§ **TEXT EXTRACT**
* START *

The Tagish musher has “been an advocate for taking it out of the race” for quite some time.

On Sunday,  the wind was howling over the 1,105-metre mountain.

When Phillips reached the top, her team headed off in the wrong direction.

There was no snow and she had trouble stopping her 14 dogs.

When Phillips realized they were headed over a cliff, she tipped her sled, ran up and undid the team’s tuglines.

After descending off the mountain, things got worse.

Phillips hit severe glaciation just as a rabbit ran across the trail.

The team took off, she couldn’t stop them and one of her dogs slipped.

“The dog was dragging and almost choked,” she said.

“I had to give it mouth-to- mouth.”

Phillips won’t run the Quest coming from Fairbanks again, she said.

“That section between Mile 101 and Central is really treacherous.

“Maybe I’m fussy or something, but I like a bit more control.”

Phillips was planning to blow through the Central checkpoint — about 270 kilometres into the race — but after rolling down the mountain with her sled, things changed.

“With all the rolling around, my dog food broke open,” she said.

“So I thought I better stop and regroup.”

Phillips sits on the Quest trail committee with Dawson musher Peter Ledwidge, whose wife Ann is in the race.

“The Quest on the American side has a reputation of being hard on dogs,” said Ledwidge.

The Canadian side is lucky the rangers maintain the trail, he said.

The Americans rely on volunteers and it’s hard to do something to certain specifications if they’re not being paid, he added.

Ledwidge would like to see Eagle summit cut from the race.

“On the trail committee, I run into mushers all the time who say they’d run the Quest if it wasn’t for Eagle summit,” he said.

“It scares mushers away.”

Five years ago, Bill Pinkham lost a dog on the Eagle descent.

“He couldn’t stop his team, they got tangled and one dog got strangled,” said Ledwidge.

“Everyone knows it’s a problem — they should deal with it.”

Coming up to the mountain, Quest rookie and former executive director Julie Estey “would have paid anything to have it taken out of the race,” she said over french fries at the Central checkpoint.

But after making it over the mountain, she isn’t so sure.

“It is part of the race,” she said.

“And would I take it out, now, after climbing that mountain? I don’t know.”

Veteran Bill Cotter had some trouble on the summit this year.

* END *

§ **INFORMATION SUPPLIED**
* START *

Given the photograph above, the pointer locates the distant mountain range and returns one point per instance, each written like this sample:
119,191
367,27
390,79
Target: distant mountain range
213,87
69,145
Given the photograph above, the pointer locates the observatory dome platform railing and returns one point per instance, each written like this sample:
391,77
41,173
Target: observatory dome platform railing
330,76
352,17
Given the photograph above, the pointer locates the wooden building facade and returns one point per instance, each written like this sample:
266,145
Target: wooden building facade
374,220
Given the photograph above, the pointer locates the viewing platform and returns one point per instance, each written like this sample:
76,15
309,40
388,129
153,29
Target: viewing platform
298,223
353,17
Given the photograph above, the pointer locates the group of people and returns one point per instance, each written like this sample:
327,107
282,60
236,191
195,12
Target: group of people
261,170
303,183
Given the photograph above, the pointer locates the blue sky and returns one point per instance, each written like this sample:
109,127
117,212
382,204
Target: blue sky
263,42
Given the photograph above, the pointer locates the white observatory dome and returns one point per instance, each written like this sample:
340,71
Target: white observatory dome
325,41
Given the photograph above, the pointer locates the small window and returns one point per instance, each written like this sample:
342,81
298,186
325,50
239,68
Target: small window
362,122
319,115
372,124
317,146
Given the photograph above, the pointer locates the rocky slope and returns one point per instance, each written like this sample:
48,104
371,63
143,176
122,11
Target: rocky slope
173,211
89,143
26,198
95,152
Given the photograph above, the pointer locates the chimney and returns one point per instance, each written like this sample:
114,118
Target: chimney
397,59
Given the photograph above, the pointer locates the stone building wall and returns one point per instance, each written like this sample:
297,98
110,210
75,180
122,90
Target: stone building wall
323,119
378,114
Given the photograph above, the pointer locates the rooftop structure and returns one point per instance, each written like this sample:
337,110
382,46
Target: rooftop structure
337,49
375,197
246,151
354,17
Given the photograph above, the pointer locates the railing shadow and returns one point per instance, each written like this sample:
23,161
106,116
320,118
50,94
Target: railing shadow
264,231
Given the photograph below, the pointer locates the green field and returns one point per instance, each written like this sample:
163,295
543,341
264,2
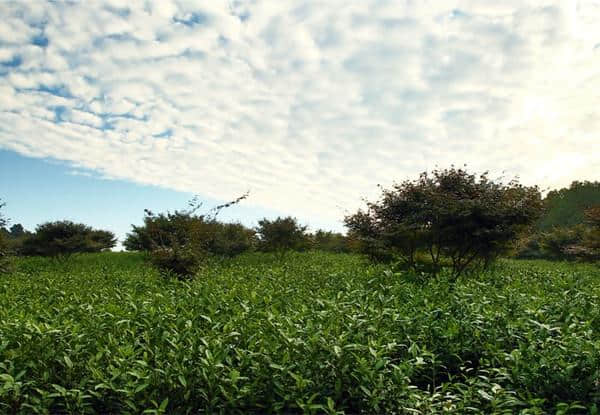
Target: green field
315,333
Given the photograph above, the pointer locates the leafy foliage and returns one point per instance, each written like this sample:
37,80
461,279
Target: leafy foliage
565,207
578,242
3,242
65,237
330,242
180,242
449,214
320,333
281,235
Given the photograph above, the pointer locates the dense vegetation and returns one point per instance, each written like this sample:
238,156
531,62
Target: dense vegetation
565,207
448,215
318,333
569,228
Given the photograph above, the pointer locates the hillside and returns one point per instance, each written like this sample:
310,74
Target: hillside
566,206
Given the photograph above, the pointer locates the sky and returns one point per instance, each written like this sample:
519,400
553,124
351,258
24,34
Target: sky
110,107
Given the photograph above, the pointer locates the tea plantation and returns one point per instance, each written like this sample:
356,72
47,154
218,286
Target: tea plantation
314,333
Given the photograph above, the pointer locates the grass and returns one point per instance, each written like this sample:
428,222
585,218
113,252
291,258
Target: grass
318,333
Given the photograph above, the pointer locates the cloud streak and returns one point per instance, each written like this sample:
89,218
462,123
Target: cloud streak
308,104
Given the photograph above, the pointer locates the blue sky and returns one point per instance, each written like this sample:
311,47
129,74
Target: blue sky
41,190
307,104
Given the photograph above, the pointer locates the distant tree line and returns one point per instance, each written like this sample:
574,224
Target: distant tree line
444,220
570,227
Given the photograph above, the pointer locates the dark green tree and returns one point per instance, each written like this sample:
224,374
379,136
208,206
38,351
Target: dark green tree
179,242
329,241
62,238
281,235
450,215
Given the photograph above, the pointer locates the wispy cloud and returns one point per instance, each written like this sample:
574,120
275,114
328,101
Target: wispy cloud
308,104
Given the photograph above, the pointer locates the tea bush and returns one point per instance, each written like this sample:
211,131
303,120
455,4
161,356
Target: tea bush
316,333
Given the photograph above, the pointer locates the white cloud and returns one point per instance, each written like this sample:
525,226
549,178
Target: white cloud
308,104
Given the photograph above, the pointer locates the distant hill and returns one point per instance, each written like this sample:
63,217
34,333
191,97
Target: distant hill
566,206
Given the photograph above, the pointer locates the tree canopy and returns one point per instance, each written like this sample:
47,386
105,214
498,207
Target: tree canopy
65,238
448,214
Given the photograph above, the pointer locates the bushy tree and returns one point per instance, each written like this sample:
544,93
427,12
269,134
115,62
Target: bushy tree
450,215
281,235
179,242
62,238
329,241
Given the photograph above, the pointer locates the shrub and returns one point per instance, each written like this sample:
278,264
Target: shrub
65,238
451,215
281,235
179,242
562,243
329,241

* END *

§ **REQUIREMENT 1**
Answer these from the Eagle summit text:
(a) How many dogs were on Phillips's team?
(b) Who maintains the trail on the Canadian side?
(c) What was Julie Estey eating when she spoke at the Central checkpoint?
§ **REQUIREMENT 2**
Rewrite the section of the Eagle summit text running from "When Phillips reached" to "across the trail.", with "fox" substituted for "rabbit".

§ **COMPLETE ANSWER 1**
(a) 14
(b) The rangers
(c) French fries

§ **COMPLETE ANSWER 2**
When Phillips reached the top, her team headed off in the wrong direction.

There was no snow and she had trouble stopping her 14 dogs.

When Phillips realized they were headed over a cliff, she tipped her sled, ran up and undid the team’s tuglines.

After descending off the mountain, things got worse.

Phillips hit severe glaciation just as a fox ran across the trail.